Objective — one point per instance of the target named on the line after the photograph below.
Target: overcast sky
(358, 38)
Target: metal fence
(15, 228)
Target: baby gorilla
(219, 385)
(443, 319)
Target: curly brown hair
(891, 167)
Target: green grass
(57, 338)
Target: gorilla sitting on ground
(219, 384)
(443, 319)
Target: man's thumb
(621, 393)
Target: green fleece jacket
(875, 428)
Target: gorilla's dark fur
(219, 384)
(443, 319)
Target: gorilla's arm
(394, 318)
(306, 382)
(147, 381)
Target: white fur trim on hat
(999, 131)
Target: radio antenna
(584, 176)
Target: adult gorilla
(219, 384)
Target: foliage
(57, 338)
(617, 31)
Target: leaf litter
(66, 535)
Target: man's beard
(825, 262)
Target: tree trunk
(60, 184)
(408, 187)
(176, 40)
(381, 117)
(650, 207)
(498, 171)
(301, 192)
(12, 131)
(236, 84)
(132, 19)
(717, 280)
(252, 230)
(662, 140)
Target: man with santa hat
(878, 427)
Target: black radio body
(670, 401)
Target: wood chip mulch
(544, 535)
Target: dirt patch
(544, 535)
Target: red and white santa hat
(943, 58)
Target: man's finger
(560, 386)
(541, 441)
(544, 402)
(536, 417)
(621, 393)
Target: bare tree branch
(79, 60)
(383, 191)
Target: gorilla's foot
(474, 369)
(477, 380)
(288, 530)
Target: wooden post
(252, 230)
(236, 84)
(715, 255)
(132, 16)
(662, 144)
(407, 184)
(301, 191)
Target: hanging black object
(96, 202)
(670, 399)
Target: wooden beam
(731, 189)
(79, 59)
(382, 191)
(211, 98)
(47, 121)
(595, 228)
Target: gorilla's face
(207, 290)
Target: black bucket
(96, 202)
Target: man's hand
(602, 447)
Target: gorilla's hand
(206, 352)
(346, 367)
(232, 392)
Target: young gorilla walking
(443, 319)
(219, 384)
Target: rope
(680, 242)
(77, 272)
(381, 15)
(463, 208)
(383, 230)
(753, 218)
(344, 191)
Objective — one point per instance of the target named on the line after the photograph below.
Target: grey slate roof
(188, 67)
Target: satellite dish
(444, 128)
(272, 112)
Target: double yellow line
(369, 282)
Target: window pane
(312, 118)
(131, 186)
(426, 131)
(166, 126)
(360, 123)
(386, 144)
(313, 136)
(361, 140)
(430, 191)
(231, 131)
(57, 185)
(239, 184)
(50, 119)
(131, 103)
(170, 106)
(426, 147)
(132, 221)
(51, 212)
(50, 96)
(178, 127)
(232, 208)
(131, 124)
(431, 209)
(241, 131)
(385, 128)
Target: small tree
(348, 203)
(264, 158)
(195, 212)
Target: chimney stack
◆ ◆ ◆ ◆
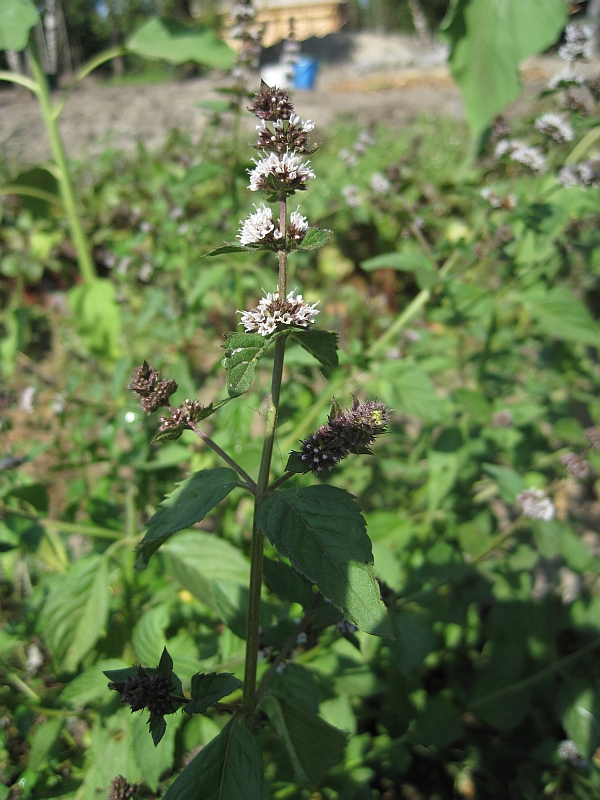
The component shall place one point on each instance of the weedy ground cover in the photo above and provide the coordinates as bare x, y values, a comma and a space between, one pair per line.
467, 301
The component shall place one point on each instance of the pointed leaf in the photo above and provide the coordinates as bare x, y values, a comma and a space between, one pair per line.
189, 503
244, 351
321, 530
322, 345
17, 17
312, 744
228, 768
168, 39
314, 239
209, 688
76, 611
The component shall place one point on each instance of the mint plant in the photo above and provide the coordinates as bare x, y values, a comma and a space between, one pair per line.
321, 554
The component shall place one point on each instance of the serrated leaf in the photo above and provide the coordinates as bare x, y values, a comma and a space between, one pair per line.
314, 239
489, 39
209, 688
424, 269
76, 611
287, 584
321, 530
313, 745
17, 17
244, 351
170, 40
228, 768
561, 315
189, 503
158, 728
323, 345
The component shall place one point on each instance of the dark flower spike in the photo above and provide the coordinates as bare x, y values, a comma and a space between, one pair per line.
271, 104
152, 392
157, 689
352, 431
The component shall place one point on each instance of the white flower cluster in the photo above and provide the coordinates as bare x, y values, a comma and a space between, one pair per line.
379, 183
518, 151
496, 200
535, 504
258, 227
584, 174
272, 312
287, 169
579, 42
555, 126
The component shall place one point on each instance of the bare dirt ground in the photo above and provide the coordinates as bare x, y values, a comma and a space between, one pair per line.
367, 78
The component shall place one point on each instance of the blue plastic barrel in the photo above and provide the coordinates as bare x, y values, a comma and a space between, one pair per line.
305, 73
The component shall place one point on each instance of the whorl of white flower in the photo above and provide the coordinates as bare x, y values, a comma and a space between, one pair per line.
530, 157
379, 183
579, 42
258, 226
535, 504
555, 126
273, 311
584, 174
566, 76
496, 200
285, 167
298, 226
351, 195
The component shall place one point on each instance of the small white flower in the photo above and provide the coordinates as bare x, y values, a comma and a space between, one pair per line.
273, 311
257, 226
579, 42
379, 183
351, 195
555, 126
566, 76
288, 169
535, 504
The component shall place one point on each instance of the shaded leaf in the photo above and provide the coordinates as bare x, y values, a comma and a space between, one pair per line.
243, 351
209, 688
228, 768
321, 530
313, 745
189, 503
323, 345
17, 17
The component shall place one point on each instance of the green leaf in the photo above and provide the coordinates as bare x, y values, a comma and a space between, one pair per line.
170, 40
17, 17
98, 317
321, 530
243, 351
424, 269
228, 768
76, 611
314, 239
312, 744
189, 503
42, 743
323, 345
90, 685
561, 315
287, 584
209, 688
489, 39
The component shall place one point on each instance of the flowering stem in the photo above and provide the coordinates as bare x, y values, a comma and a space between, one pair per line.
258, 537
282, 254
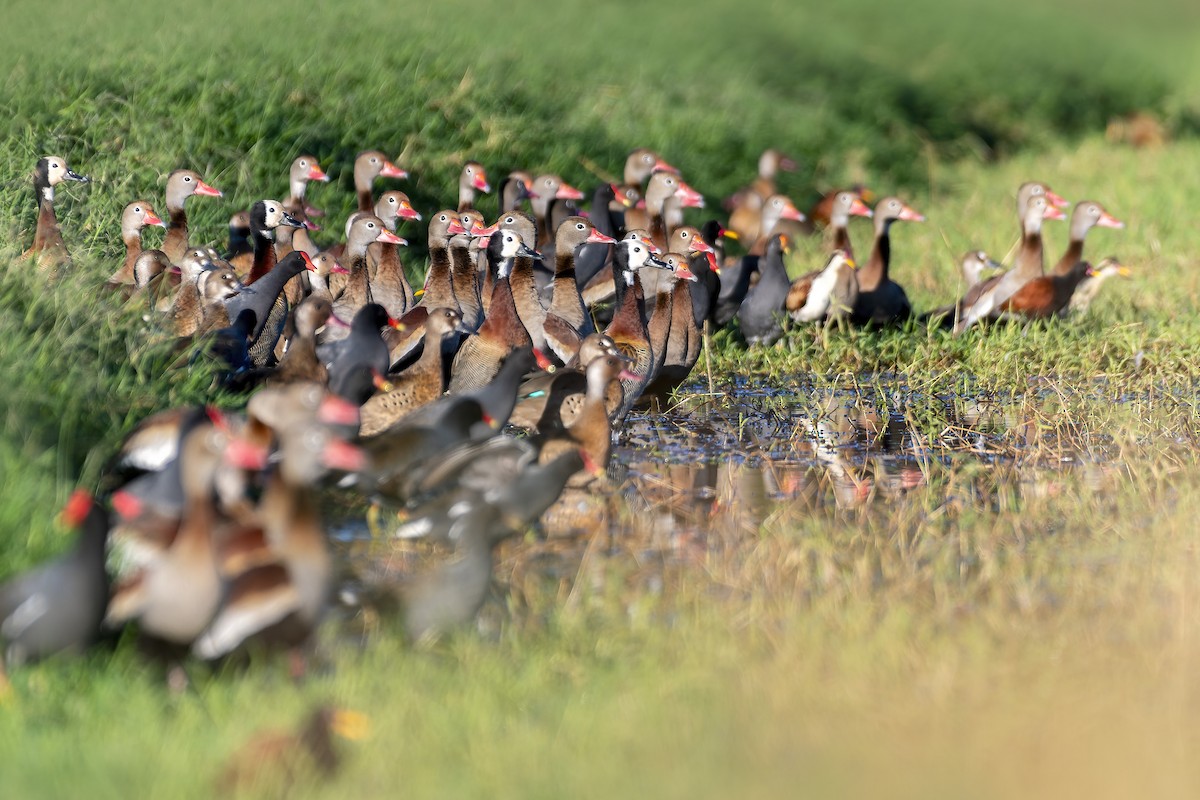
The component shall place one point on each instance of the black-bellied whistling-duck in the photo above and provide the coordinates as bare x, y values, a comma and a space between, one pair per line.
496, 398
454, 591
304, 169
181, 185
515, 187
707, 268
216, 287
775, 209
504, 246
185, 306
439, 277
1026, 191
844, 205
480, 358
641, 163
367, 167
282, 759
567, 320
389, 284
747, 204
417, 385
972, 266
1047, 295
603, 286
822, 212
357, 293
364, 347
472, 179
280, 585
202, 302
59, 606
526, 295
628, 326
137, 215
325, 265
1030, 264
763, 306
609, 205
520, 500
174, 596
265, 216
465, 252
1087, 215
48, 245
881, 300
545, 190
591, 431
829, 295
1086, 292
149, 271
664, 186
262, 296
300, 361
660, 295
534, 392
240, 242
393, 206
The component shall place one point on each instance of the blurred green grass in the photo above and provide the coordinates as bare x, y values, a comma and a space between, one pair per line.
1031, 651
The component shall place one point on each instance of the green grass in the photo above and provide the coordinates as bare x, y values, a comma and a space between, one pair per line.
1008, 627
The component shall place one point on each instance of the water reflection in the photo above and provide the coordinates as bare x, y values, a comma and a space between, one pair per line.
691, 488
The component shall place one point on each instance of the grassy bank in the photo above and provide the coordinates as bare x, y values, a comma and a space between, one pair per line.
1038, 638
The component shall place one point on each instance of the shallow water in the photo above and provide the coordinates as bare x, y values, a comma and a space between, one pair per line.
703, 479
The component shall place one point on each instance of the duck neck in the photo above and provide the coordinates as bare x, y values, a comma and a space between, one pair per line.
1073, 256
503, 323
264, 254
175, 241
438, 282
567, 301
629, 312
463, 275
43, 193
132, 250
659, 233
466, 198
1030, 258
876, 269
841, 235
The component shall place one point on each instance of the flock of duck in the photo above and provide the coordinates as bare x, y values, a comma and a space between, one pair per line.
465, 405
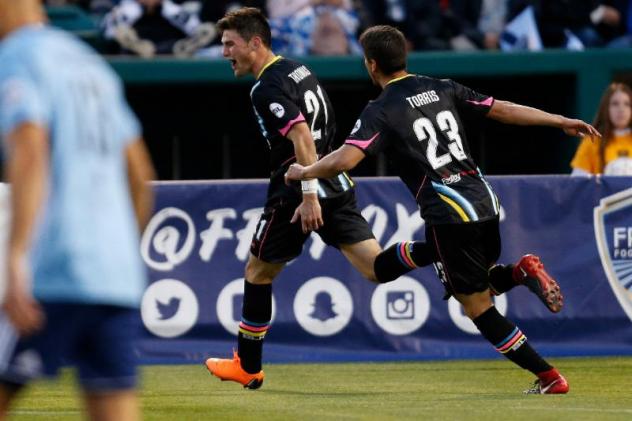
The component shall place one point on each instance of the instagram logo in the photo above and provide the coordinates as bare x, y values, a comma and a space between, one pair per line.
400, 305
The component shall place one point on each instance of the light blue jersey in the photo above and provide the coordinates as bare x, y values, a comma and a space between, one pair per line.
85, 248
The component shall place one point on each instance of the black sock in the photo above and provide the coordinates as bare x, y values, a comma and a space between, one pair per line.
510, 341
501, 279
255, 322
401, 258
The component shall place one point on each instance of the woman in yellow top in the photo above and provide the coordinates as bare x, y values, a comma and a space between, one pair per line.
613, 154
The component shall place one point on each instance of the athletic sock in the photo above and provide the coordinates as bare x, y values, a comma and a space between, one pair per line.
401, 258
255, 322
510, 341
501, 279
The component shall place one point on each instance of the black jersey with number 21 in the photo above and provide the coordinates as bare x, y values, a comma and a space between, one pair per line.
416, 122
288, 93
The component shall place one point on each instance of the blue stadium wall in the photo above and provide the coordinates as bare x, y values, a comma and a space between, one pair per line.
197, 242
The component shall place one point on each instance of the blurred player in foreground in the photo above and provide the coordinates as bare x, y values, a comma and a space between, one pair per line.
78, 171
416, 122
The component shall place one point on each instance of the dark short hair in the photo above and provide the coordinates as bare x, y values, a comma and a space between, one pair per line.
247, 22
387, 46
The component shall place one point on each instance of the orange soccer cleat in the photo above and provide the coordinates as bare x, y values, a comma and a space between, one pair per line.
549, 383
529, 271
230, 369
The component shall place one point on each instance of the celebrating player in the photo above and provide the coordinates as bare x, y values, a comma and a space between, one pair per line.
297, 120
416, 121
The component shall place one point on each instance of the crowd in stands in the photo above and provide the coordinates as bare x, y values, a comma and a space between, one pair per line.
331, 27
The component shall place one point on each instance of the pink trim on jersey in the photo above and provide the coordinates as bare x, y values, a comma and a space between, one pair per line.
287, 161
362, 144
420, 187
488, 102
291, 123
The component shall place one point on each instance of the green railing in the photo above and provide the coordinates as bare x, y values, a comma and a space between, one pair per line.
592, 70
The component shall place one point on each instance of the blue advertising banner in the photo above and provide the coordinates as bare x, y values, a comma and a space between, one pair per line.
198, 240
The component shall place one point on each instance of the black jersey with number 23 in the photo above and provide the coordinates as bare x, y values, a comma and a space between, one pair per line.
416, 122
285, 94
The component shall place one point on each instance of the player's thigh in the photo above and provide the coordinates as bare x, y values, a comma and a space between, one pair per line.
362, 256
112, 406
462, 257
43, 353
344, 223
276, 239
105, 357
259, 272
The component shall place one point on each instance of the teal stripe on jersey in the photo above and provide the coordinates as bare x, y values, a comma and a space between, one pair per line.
◆ ◆ ◆ ◆
» Exercise directions:
Every line above from the line with "Target: black bucket" to the line with "Target: chimney stack", both included, must be reproduced exactly, and no other line may appear.

» Written answer:
Target: black bucket
(96, 202)
Target: man's hand
(602, 447)
Target: gorilla's hand
(206, 352)
(346, 367)
(232, 392)
Target: young gorilla walking
(443, 319)
(219, 384)
Target: rope
(680, 242)
(77, 272)
(381, 15)
(463, 208)
(383, 230)
(753, 218)
(344, 191)
Objective — one point per instance of the target named on the line after the photograph below.
Target: grey slate roof
(188, 67)
Target: satellite dish
(444, 128)
(272, 112)
Target: double yellow line
(369, 282)
Target: window pane
(312, 118)
(131, 186)
(426, 131)
(166, 126)
(360, 123)
(386, 144)
(313, 136)
(361, 140)
(430, 191)
(231, 131)
(57, 185)
(239, 184)
(50, 119)
(131, 103)
(170, 106)
(426, 147)
(132, 221)
(51, 212)
(50, 96)
(178, 127)
(232, 208)
(131, 124)
(431, 209)
(241, 131)
(385, 128)
Target: small tree
(348, 203)
(264, 158)
(195, 212)
Target: chimney stack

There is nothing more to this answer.